## The task
Type out every one of the records below word for word, leaving out the pictures.

==== Records shown

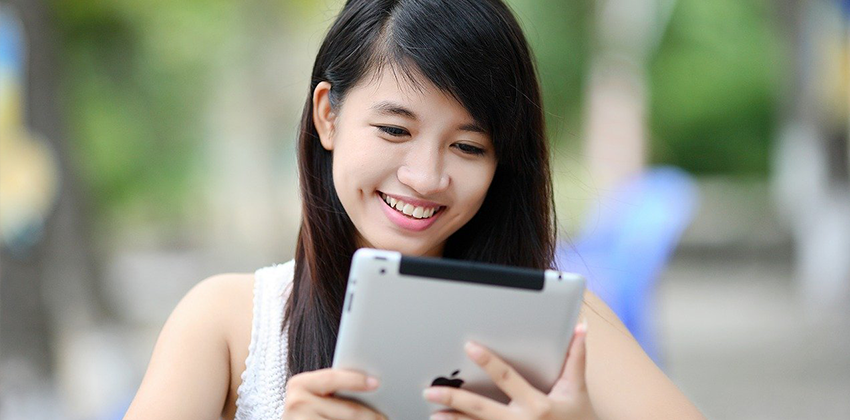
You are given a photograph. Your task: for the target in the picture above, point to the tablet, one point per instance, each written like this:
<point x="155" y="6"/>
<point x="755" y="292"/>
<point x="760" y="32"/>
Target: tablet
<point x="405" y="320"/>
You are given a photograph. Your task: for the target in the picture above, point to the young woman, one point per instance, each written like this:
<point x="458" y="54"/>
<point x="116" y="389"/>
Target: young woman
<point x="423" y="133"/>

========

## Final result
You are given a photograph. Your task: for the target in the picture above, point to the tablet, one point per instance, each written like this:
<point x="155" y="6"/>
<point x="755" y="292"/>
<point x="760" y="32"/>
Target: tablet
<point x="405" y="320"/>
You are given a photograph. Your task: for the target in the picture above, point to the young woman, one point per instance, each written like this:
<point x="458" y="54"/>
<point x="116" y="389"/>
Target: young woman
<point x="423" y="133"/>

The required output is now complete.